Required action:
Using "hair" as the search string, find the matching lines below and copy them.

Given data: Begin

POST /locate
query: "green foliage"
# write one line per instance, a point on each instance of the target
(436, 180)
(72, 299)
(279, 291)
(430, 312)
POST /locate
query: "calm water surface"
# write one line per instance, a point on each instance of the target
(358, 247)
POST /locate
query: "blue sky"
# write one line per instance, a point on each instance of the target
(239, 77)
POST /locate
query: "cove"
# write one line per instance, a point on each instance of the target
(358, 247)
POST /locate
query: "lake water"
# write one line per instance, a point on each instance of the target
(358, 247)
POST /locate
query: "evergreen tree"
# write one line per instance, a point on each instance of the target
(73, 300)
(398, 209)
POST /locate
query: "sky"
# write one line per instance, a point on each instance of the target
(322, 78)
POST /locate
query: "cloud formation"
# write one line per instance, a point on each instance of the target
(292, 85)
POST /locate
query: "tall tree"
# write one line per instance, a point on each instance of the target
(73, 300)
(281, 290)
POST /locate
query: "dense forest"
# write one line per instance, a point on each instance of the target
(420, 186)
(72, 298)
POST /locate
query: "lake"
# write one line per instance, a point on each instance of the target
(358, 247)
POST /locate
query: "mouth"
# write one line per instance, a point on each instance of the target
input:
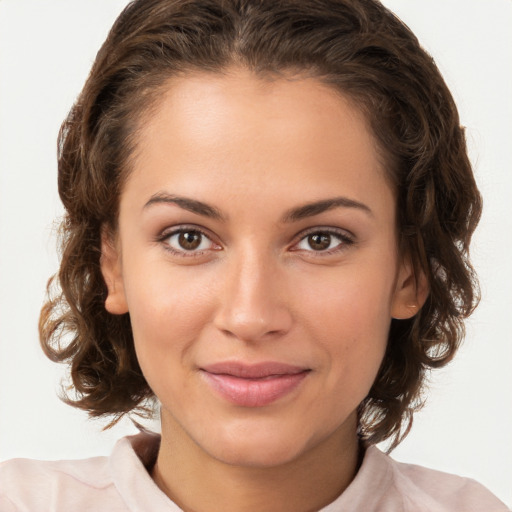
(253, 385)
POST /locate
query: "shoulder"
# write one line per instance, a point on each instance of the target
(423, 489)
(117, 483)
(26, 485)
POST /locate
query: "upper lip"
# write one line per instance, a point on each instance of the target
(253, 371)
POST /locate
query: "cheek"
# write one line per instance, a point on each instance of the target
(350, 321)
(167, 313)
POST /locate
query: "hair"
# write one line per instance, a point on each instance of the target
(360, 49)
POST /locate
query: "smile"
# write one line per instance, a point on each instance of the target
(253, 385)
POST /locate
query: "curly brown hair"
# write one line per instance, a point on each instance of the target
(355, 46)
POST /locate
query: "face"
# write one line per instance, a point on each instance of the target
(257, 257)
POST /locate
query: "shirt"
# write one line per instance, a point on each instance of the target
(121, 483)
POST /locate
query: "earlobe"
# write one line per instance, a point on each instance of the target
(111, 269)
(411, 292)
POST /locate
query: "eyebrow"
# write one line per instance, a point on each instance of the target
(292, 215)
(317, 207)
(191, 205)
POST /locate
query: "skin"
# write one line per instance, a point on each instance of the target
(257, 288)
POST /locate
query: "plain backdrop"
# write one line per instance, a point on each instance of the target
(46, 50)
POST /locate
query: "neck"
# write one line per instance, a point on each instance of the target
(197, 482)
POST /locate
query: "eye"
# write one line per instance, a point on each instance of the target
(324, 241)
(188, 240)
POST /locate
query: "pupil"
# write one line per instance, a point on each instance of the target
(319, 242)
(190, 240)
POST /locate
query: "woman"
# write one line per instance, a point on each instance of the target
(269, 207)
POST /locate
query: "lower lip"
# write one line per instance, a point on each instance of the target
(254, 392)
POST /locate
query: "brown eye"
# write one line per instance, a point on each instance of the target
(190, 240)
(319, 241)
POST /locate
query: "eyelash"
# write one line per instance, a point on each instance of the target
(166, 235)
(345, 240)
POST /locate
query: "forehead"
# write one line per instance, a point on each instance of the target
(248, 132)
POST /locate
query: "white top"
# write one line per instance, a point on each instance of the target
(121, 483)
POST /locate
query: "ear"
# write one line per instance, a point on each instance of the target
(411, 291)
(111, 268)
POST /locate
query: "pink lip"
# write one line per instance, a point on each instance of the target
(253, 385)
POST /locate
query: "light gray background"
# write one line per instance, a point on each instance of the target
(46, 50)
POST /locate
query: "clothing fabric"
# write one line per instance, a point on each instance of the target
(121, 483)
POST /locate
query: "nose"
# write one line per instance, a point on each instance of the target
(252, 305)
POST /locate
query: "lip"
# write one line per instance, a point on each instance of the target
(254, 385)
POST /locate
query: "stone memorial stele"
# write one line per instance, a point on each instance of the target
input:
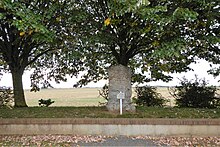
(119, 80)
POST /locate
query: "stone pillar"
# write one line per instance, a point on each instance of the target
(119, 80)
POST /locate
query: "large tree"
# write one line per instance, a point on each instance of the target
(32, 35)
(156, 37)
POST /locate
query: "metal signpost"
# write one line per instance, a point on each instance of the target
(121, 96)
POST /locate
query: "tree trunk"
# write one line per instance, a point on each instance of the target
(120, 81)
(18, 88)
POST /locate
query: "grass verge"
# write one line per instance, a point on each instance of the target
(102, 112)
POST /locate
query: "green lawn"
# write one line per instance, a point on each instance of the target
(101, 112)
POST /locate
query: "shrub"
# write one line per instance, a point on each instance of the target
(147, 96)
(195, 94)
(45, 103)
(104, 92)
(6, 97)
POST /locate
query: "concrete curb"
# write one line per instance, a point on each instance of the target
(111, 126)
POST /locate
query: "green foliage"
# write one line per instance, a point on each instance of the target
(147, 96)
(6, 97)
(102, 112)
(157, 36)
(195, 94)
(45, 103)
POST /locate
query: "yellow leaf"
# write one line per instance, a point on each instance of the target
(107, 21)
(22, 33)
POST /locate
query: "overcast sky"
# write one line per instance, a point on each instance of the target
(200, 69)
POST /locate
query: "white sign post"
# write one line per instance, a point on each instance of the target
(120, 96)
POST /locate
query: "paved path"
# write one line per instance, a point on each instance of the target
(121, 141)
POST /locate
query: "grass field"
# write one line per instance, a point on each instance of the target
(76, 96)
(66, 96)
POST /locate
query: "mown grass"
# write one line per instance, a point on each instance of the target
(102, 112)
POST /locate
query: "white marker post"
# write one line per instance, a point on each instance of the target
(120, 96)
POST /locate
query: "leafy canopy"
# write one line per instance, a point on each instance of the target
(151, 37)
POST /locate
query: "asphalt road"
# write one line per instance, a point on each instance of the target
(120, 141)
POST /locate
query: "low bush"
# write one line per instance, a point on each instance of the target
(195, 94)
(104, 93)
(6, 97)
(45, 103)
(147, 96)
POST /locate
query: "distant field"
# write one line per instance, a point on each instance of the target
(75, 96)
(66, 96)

Given data: End
Given data: Begin

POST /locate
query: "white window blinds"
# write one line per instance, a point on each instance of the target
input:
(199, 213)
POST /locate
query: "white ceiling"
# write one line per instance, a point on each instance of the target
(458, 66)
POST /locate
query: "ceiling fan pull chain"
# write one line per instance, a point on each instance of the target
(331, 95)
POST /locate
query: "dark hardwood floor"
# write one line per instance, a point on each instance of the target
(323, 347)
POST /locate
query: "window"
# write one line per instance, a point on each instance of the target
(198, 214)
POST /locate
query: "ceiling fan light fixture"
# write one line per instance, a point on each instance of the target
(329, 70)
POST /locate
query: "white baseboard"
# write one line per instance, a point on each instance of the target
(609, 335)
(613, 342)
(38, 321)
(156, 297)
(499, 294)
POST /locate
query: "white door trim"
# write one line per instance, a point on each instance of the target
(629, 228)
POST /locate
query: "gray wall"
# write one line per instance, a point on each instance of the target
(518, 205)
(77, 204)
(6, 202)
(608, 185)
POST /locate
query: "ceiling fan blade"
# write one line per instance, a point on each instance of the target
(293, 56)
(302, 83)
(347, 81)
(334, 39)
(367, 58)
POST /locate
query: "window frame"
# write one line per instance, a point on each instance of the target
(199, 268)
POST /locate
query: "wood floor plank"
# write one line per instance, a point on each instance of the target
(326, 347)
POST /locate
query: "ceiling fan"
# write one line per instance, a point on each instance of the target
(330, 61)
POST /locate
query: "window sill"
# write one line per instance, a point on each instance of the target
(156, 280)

Given data: End
Given data: Begin

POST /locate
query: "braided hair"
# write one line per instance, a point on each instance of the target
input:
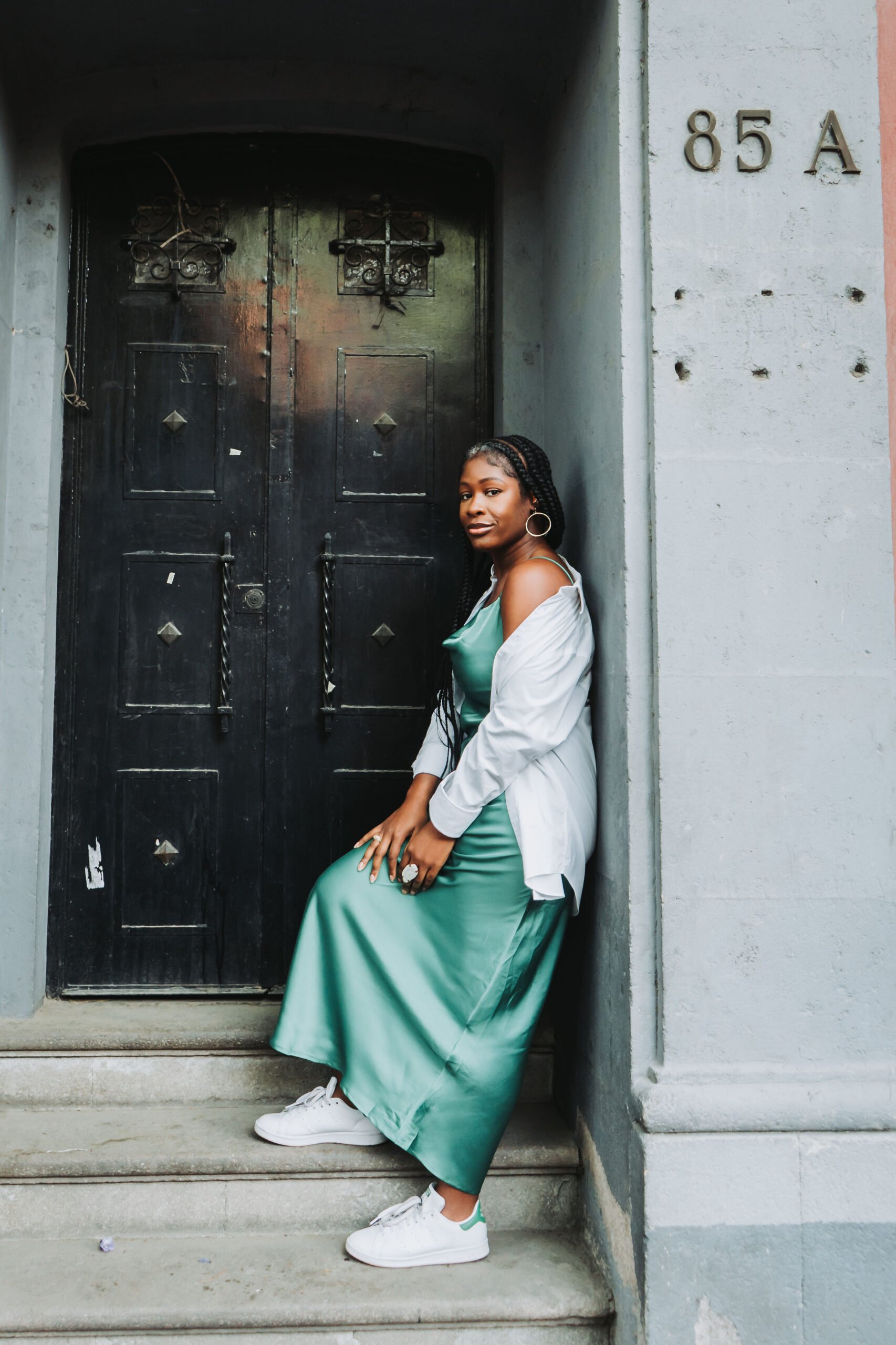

Given data: End

Reply:
query: "hair"
query: "curly brown hair"
query: "braided hair"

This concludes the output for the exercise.